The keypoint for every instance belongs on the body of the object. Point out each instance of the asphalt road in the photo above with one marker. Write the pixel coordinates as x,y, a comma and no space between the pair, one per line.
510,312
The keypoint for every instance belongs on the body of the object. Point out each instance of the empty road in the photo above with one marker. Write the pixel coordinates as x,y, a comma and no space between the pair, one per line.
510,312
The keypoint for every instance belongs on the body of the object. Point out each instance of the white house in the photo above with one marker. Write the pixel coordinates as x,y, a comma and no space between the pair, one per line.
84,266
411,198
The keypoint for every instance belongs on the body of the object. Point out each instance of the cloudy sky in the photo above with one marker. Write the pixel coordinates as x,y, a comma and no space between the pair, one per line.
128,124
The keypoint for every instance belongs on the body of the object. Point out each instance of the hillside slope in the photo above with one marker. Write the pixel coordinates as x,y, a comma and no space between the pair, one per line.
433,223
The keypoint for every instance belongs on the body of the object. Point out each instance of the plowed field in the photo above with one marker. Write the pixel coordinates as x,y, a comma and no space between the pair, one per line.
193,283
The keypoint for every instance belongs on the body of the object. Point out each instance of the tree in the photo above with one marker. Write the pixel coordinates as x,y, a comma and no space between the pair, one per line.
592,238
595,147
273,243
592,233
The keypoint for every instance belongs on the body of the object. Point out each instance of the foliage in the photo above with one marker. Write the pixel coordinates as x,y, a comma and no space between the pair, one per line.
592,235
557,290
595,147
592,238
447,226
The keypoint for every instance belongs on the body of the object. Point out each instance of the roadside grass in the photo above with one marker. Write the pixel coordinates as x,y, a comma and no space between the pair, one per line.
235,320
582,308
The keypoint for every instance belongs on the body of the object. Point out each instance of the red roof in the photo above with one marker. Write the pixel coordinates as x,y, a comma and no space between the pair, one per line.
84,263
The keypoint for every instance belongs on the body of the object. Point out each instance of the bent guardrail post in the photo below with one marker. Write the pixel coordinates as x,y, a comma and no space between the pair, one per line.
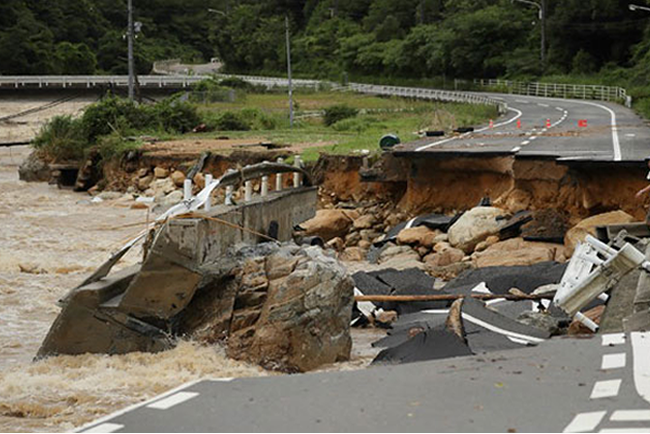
588,276
208,200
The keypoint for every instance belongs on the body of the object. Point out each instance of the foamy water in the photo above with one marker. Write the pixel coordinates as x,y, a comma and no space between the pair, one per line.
50,240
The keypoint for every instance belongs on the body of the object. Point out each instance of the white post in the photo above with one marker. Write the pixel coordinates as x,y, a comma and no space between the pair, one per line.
248,191
187,189
296,175
208,200
265,186
278,177
229,191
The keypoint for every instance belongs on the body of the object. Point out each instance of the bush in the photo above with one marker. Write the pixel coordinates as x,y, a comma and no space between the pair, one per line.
229,121
114,145
62,138
357,125
337,113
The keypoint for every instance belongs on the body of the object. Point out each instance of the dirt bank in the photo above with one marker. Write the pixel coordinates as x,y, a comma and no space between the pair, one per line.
457,184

**Exercise details:** Repeat the material above in full and unchanged, minus its images.

**Task answer:**
The keypoint for every instance belongs on the body of the object. Point out each instance of the asphalt road in the photo above with one marker. Write the pixel coordinates as x,y, a comma and no space between the pair, one per line.
510,312
The keypoint for every instance belongs on the body of the object. Point out each instance of the empty road in the photo above with one marker. Write the pixel coordinates as x,y, a comma and no space between the pair, one per line.
510,312
The keypoint for every instance belongs on the body of the object. Point out each instance of the white house in the photo above with one marker. Write the pixel coordinates as x,y, a comma and no space between the pair, one per line.
84,266
411,198
The keypoint for every instance belongs on the body of the object. Point out each instance of the cloudy sky in the photo above with one marker. Write the pixel coordinates as x,y, a comma and no space between the pair, one per line.
128,124
The keypoint for every instance belongs on the body of the object. Point out each instance of the hillside slope in the photo above with one marker. Write the pixel coordinates as x,y, a comma and no space between the pair, one per line.
433,223
The keypoint for every instance belongs on the body of the object. Point out each instance of the plowed field in the photo above with one marker. Write the pixel coordinates as x,y, a comma and no space between the pair, one per line.
193,283
The keypoint for every instance belongs on the body of the object. Point out each instance of the tree in the photo above with one marker. Write the pixel coordinates as x,y, a comma and no space between the pair, one per line.
592,238
595,147
273,243
592,233
The keypoint for every instance belongs on the body of the object. Point out each instance of the foliage in the photo above with one marker. Write the pixel coordinates as x,y, a comma and no space between the pair, one per line.
592,235
557,290
595,147
592,238
447,226
The keypoint for every instance belongs on the body of the object. Point out each instance of the roadside grass in the photo above with one marker. Write the pixel coordinates as x,y, a comma and no space between the pair, one per line.
235,320
582,308
The keypoint for every instance belongs on the body of the object. Point out each instance of the red roof in the photo above with one marker. Write the pixel coordinates as x,y, a comma and no space between the pair, one per line.
84,263
The keypoint for every instance belongs on the body of the object. Point out each instance of the bent guardrail post in the photo below with one marker. Write the pixel coordinates as x,y, a comma and no space between the pair, one per line.
588,276
208,200
The keypoint for every instance belongs on the body of the object. Point out each instance of the foamy water in the photo above with one marker. Write the pixel coordinates as x,y, a comma and no space between the pair, one per line.
50,240
The keypoint for every instance belongs on the body of the object. Point out each instance of the white post in the photo above with one marker. Write the pixel coordinates as x,y, a comma and no space between the pair, one per line.
248,191
187,189
296,175
208,200
265,186
278,177
229,191
The keypoint for every instance belongs on the body of the object. Point out each instance of the bush in the photo above with one marker. Write the pixel coordinates as x,y, a comma and no space between the pair, one per line.
229,121
114,145
62,138
357,125
337,113
The keypoint for every instance belongs on the body of the object. Point out each instance of the dirt bank in the photo above with one marker. Write the pixel coordinates as x,y, a comma and no space between the pair, one per line.
457,184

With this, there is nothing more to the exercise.